- [EXERCISE TEXT]:

Project Summary
Deep brain stimulation of the subcallosal cingulate white matter (SCC25 DBS) is an emerging interventional strategy for treatment resistant depression (TRD). Close clinical monitoring and systematic long-term follow-up has provided additional perspectives on the time course, trajectory and sustainability of DBS-mediated effects. Implementation of refined techniques for surgical targeting and emerging clues as to which patients are most likely to benefit. Chronic electrophysiological monitoring further enables the characterization of this chronology at the neural level. To extend this progress, our team is working on three complementary projects: (1) Biomarkers using quantitative brain and behavior readouts of treatment response; (2) Imaging TRD phenotypes using structural and functional imaging to improve DBS patient selection; (3) Develop a non-human primate model of putative structural and synaptic plasticity induced by chronic SCC DBS using combined multimodal imaging and histological methods.
Study 1. Ongoing characterization of electrophysiological and behavior changes in TRD during DBS of the SCC. These studies initiated at Emory have now been expanded with NIH support for additional studies. 10 subjects have been implanted and data collection and analysis in ongoing from the Emory cohort. New NIH sponsored studies at ISMMS will commence in late 2019, complemented by continued support from HDRF for quantitative readouts of emotions and movement.
Study 2. Human imaging studies are examining depression progression to characterize the evolution of structural and functional network abnormalities at different levels of treatment resistance. New analyses of hippocampal volume and cortical thickness are underway with preliminary results demonstrating new and unexpected findings in subsets of TRD patients. Results of these new structural findings will be assessed in combination with diffusion (white matter) and functional connectivity (resting state fMRI) analyses in the same patients. Across the different imaging modalities, there is clear evidence of differential abnormalities in grey matter volumes, and white matter integrity and functional connectivity in MDD groups at different stages of chronicity and treatment resistance. Further we have identified gender differences in the pattern of hippocampal change with progressive treatment resistance and a correlation in women with inflammation—thus linking our findings with those of the DTF more broadly. Models that evaluate the interactions among these identified structural and functional change patterns will be developed in year 3, including expansion of an ongoing collaboration with Conor Liston.
Study 3. New studies in non-human primate (NHP) will examine structural and functional underpinnings of SCC DBS at the macrostructural and cellular level. We hypothesize that chronic SCC DBS will leads to permanent changes in connectivity at the structural and functional levels, and that these changes are driven by oligodendrocyte proliferation and increased myelination in the stimulated pathways. Unique structural and functional imaging studies will be supplemented by post-mortem histological examination of cellular changes in white matter.

- [DATA SUPPLIED]:

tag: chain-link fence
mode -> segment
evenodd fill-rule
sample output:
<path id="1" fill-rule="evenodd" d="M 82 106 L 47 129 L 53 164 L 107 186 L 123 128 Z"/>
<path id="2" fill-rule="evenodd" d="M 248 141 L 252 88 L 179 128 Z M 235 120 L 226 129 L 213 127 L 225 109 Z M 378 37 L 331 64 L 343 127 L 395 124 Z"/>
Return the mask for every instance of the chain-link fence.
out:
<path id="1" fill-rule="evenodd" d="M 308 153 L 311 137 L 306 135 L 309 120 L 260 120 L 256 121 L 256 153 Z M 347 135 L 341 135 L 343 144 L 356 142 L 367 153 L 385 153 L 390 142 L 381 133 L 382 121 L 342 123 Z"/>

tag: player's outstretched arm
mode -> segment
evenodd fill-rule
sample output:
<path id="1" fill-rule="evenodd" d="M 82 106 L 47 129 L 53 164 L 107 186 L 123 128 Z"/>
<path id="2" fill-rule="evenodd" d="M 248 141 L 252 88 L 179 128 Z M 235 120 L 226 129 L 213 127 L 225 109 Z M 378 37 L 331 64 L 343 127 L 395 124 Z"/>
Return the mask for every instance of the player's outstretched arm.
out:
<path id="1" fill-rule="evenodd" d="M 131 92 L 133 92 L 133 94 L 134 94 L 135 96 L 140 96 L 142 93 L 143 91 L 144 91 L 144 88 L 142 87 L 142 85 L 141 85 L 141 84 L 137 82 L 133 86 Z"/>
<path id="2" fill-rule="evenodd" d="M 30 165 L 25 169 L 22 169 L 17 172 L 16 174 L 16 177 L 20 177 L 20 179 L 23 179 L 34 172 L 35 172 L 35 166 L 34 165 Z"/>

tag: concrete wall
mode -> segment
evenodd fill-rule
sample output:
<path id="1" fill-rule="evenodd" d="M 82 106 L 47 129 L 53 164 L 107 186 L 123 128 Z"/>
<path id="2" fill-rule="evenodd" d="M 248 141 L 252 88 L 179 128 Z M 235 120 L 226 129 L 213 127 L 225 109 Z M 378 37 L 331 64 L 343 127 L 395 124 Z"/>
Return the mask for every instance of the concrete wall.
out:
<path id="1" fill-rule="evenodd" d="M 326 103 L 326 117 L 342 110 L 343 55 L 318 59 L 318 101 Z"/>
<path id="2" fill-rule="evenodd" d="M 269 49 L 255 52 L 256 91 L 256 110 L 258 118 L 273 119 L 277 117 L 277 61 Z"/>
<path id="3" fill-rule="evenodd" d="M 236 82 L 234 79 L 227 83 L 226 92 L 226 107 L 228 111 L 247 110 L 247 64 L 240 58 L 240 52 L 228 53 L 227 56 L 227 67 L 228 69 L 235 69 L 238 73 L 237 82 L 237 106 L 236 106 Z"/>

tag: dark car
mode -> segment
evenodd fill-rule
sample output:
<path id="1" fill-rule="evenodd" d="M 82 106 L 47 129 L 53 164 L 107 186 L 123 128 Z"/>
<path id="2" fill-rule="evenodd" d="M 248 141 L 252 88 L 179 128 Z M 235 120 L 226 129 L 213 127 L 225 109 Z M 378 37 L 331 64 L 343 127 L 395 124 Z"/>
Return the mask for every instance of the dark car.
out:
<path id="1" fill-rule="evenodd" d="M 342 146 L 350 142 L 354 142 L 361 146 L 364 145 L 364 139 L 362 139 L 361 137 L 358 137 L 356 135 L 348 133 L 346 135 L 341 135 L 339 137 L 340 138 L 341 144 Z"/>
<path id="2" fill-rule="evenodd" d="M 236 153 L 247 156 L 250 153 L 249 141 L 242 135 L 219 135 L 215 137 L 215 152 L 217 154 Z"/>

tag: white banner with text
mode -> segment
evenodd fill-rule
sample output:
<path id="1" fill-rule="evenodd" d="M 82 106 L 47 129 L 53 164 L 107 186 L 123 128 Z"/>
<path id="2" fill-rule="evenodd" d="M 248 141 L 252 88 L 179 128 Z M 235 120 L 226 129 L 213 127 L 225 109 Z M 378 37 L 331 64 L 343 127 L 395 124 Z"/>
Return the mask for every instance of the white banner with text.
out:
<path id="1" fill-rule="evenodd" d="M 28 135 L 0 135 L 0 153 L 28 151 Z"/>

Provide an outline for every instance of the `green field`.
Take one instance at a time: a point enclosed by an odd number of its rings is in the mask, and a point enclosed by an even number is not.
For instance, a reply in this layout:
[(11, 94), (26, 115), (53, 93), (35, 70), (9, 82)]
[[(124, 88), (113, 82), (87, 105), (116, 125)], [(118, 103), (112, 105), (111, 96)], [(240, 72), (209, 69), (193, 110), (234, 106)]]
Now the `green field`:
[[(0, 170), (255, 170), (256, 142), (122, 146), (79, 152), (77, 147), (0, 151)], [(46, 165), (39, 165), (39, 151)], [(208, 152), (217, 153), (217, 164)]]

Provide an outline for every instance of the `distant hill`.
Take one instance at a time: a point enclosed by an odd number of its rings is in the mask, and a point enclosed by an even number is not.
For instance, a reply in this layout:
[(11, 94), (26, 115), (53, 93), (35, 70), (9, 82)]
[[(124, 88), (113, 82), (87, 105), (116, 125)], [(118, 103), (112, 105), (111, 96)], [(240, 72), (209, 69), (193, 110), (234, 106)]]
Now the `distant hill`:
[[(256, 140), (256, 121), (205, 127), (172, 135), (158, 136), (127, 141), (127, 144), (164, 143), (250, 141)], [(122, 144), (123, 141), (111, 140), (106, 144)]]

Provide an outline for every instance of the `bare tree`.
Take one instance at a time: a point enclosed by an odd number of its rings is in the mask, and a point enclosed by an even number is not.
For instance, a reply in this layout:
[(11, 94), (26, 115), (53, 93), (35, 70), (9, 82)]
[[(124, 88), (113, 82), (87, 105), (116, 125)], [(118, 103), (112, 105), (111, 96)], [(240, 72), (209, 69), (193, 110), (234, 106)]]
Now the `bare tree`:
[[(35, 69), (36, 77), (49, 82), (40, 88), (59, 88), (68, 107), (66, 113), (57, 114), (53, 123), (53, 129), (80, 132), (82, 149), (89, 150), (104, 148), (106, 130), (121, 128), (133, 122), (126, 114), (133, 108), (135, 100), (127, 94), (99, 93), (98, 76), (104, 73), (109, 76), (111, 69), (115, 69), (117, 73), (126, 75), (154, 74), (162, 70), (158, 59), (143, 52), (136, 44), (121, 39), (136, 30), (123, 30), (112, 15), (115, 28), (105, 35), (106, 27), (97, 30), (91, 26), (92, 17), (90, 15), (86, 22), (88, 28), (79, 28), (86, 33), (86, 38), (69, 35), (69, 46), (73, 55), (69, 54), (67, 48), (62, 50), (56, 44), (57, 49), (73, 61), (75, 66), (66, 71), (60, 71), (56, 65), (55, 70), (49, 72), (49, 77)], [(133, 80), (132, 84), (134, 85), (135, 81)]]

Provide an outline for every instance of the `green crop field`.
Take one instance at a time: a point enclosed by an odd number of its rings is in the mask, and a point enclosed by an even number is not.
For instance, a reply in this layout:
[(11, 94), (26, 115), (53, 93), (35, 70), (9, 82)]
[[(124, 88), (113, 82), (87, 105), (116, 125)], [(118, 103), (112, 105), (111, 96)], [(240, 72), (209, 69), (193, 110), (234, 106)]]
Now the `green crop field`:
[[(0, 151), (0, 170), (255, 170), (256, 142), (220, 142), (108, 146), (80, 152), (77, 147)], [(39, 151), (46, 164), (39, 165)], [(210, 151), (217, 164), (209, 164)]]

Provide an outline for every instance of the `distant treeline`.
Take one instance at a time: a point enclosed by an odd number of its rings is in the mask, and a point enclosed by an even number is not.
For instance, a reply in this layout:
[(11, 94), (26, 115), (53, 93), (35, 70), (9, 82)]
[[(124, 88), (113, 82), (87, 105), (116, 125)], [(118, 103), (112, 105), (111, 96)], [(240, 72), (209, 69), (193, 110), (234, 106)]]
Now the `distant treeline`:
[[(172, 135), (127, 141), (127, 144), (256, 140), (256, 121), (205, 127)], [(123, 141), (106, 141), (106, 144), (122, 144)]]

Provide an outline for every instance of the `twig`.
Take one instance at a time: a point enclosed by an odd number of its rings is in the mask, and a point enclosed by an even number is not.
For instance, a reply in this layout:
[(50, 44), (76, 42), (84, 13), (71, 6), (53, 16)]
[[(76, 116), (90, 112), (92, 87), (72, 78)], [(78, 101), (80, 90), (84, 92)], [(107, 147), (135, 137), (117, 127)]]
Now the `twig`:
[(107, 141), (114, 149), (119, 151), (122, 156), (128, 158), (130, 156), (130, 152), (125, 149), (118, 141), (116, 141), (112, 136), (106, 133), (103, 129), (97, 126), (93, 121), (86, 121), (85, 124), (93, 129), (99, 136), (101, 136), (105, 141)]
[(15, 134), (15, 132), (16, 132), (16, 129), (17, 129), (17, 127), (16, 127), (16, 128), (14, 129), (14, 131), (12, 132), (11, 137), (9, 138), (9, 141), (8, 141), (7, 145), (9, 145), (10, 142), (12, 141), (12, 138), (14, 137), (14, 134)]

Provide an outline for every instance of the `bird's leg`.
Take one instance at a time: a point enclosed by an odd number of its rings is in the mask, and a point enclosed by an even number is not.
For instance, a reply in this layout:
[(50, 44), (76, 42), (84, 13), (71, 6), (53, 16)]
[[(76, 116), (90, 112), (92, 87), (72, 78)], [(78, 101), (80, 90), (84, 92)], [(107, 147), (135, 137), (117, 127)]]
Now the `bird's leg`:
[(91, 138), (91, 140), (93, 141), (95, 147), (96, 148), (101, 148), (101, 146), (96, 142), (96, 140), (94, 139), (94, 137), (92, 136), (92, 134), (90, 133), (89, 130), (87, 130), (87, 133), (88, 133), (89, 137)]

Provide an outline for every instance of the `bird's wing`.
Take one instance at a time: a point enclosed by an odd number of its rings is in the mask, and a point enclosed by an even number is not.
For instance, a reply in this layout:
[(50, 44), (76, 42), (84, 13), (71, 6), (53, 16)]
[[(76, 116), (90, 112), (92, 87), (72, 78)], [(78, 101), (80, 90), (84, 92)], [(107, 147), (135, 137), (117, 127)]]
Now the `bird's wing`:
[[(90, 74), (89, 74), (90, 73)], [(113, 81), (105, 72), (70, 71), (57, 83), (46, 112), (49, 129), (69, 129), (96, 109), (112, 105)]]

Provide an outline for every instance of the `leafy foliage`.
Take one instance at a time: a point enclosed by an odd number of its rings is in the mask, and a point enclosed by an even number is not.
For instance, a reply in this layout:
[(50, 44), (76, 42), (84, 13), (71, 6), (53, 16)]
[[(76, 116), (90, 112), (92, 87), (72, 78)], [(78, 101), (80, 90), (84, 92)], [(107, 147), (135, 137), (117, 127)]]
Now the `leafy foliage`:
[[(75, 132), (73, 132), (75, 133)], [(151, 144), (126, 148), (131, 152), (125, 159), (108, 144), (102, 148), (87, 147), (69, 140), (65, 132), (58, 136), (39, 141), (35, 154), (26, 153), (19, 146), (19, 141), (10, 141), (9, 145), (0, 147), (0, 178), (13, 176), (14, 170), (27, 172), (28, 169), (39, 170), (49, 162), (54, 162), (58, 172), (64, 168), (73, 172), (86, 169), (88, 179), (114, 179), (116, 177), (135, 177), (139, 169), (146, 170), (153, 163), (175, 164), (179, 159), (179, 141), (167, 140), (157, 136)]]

- [PROBLEM REQUIREMENTS]: How would you render this sentence from the deep brain stimulation summary in Spanish: "Unique structural and functional imaging studies will be supplemented by post-mortem histological examination of cellular changes in white matter." None of the data matters for this exercise.

- [RESPONSE BOX]: Los estudios únicos de imagen estructural y funcional se complementarán con un examen histológico post mortem de los cambios celulares en la sustancia blanca.